_Provided entries_

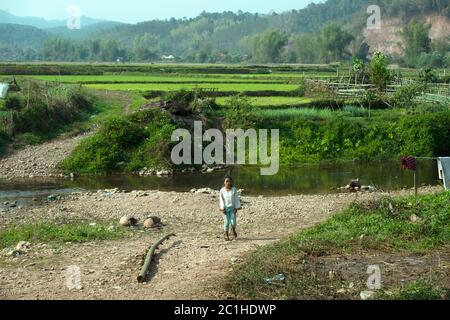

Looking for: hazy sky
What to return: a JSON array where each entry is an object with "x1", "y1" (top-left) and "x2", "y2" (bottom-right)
[{"x1": 1, "y1": 0, "x2": 321, "y2": 23}]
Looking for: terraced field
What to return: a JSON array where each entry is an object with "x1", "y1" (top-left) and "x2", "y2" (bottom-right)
[
  {"x1": 216, "y1": 96, "x2": 316, "y2": 107},
  {"x1": 12, "y1": 73, "x2": 336, "y2": 83},
  {"x1": 84, "y1": 82, "x2": 300, "y2": 92}
]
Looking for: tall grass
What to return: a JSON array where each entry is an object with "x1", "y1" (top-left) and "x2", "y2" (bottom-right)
[{"x1": 259, "y1": 108, "x2": 339, "y2": 120}]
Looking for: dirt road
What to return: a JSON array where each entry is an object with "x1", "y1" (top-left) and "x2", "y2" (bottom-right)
[{"x1": 0, "y1": 186, "x2": 441, "y2": 300}]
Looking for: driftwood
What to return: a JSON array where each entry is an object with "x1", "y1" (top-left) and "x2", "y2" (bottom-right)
[{"x1": 137, "y1": 233, "x2": 176, "y2": 283}]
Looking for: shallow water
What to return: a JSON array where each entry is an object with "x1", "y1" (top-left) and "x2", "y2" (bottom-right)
[{"x1": 0, "y1": 160, "x2": 442, "y2": 208}]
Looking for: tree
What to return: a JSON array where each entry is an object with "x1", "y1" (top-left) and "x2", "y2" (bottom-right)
[
  {"x1": 319, "y1": 23, "x2": 354, "y2": 62},
  {"x1": 370, "y1": 52, "x2": 391, "y2": 91},
  {"x1": 292, "y1": 34, "x2": 321, "y2": 64},
  {"x1": 252, "y1": 29, "x2": 288, "y2": 63},
  {"x1": 400, "y1": 19, "x2": 431, "y2": 66},
  {"x1": 354, "y1": 41, "x2": 370, "y2": 62}
]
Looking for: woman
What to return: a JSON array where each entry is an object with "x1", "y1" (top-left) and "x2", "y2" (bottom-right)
[{"x1": 219, "y1": 176, "x2": 241, "y2": 241}]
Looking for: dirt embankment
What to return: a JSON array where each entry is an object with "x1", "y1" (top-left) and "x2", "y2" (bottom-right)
[
  {"x1": 0, "y1": 132, "x2": 92, "y2": 180},
  {"x1": 0, "y1": 186, "x2": 443, "y2": 300},
  {"x1": 363, "y1": 15, "x2": 450, "y2": 56}
]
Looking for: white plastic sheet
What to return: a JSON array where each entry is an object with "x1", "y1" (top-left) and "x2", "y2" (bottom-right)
[{"x1": 0, "y1": 83, "x2": 9, "y2": 98}]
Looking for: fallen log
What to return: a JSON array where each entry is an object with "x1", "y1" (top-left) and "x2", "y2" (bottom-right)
[{"x1": 137, "y1": 233, "x2": 176, "y2": 283}]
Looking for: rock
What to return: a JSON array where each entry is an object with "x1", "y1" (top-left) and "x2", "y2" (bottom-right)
[
  {"x1": 409, "y1": 214, "x2": 422, "y2": 223},
  {"x1": 195, "y1": 188, "x2": 217, "y2": 195},
  {"x1": 388, "y1": 202, "x2": 397, "y2": 216},
  {"x1": 120, "y1": 216, "x2": 138, "y2": 227},
  {"x1": 144, "y1": 216, "x2": 162, "y2": 229},
  {"x1": 16, "y1": 241, "x2": 31, "y2": 251},
  {"x1": 337, "y1": 288, "x2": 346, "y2": 294},
  {"x1": 360, "y1": 290, "x2": 375, "y2": 300},
  {"x1": 156, "y1": 170, "x2": 171, "y2": 177}
]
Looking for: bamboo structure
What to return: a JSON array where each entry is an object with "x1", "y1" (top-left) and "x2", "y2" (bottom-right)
[{"x1": 137, "y1": 233, "x2": 176, "y2": 283}]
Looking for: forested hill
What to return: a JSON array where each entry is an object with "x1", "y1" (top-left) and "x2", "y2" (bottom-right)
[{"x1": 0, "y1": 0, "x2": 449, "y2": 64}]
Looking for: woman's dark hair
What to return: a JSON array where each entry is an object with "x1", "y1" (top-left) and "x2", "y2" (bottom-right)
[{"x1": 224, "y1": 176, "x2": 234, "y2": 187}]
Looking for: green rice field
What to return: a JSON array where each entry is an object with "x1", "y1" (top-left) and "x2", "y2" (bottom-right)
[{"x1": 83, "y1": 82, "x2": 300, "y2": 92}]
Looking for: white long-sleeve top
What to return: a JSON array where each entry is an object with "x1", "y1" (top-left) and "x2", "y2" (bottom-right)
[{"x1": 219, "y1": 187, "x2": 241, "y2": 210}]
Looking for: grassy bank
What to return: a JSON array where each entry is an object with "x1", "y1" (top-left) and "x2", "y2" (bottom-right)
[
  {"x1": 225, "y1": 191, "x2": 450, "y2": 300},
  {"x1": 274, "y1": 108, "x2": 450, "y2": 163},
  {"x1": 0, "y1": 221, "x2": 130, "y2": 249},
  {"x1": 60, "y1": 90, "x2": 450, "y2": 175},
  {"x1": 0, "y1": 79, "x2": 130, "y2": 153},
  {"x1": 60, "y1": 108, "x2": 176, "y2": 174}
]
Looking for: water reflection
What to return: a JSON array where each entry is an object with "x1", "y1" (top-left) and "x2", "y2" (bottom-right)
[{"x1": 0, "y1": 160, "x2": 441, "y2": 199}]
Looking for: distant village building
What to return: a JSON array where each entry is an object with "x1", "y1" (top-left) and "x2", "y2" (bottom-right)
[{"x1": 161, "y1": 55, "x2": 175, "y2": 60}]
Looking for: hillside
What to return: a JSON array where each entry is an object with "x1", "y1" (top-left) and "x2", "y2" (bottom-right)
[
  {"x1": 363, "y1": 14, "x2": 450, "y2": 56},
  {"x1": 0, "y1": 0, "x2": 448, "y2": 63},
  {"x1": 0, "y1": 9, "x2": 113, "y2": 29},
  {"x1": 0, "y1": 23, "x2": 47, "y2": 49}
]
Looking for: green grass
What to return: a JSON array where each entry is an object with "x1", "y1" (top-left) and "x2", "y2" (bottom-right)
[
  {"x1": 15, "y1": 72, "x2": 337, "y2": 82},
  {"x1": 84, "y1": 82, "x2": 300, "y2": 92},
  {"x1": 216, "y1": 96, "x2": 315, "y2": 107},
  {"x1": 130, "y1": 93, "x2": 148, "y2": 112},
  {"x1": 0, "y1": 221, "x2": 129, "y2": 248},
  {"x1": 259, "y1": 108, "x2": 338, "y2": 121},
  {"x1": 377, "y1": 279, "x2": 449, "y2": 300},
  {"x1": 18, "y1": 75, "x2": 290, "y2": 84},
  {"x1": 227, "y1": 192, "x2": 450, "y2": 299}
]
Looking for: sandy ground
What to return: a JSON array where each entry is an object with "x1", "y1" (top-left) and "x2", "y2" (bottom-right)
[{"x1": 0, "y1": 186, "x2": 443, "y2": 300}]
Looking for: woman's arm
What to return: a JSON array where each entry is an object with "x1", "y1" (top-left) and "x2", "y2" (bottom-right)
[
  {"x1": 219, "y1": 190, "x2": 225, "y2": 212},
  {"x1": 234, "y1": 188, "x2": 241, "y2": 212}
]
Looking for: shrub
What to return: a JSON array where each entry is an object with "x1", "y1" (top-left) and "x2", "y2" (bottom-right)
[
  {"x1": 99, "y1": 118, "x2": 145, "y2": 149},
  {"x1": 5, "y1": 93, "x2": 24, "y2": 111},
  {"x1": 62, "y1": 108, "x2": 176, "y2": 174},
  {"x1": 224, "y1": 95, "x2": 259, "y2": 129}
]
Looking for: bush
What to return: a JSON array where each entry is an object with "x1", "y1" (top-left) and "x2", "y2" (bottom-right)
[
  {"x1": 99, "y1": 118, "x2": 145, "y2": 149},
  {"x1": 5, "y1": 93, "x2": 24, "y2": 111},
  {"x1": 224, "y1": 95, "x2": 259, "y2": 129},
  {"x1": 61, "y1": 109, "x2": 176, "y2": 174},
  {"x1": 61, "y1": 136, "x2": 123, "y2": 174},
  {"x1": 391, "y1": 82, "x2": 426, "y2": 110},
  {"x1": 5, "y1": 80, "x2": 94, "y2": 138}
]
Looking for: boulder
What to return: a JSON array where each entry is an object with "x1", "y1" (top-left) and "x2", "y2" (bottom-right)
[
  {"x1": 144, "y1": 216, "x2": 162, "y2": 229},
  {"x1": 120, "y1": 216, "x2": 138, "y2": 227},
  {"x1": 16, "y1": 241, "x2": 31, "y2": 251}
]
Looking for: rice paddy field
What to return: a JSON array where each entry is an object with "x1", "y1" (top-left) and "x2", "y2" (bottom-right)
[
  {"x1": 1, "y1": 63, "x2": 447, "y2": 113},
  {"x1": 84, "y1": 82, "x2": 300, "y2": 92},
  {"x1": 216, "y1": 96, "x2": 316, "y2": 107}
]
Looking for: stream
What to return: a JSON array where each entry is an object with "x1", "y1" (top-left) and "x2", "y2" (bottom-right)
[{"x1": 0, "y1": 159, "x2": 442, "y2": 211}]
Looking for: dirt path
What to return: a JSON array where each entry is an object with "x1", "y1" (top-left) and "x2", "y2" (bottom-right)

_Exercise prompt_
Here the job is to output the lines from the top of the listing through the line holding "Looking for: terraced field", word for word and without pictures.

_Problem solution_
Looking for: hazy sky
What to return: a JSON array where each entry is an object with "x1", "y1" (top-left) and "x2", "y2" (bottom-right)
[{"x1": 1, "y1": 0, "x2": 321, "y2": 23}]
Looking for: terraced field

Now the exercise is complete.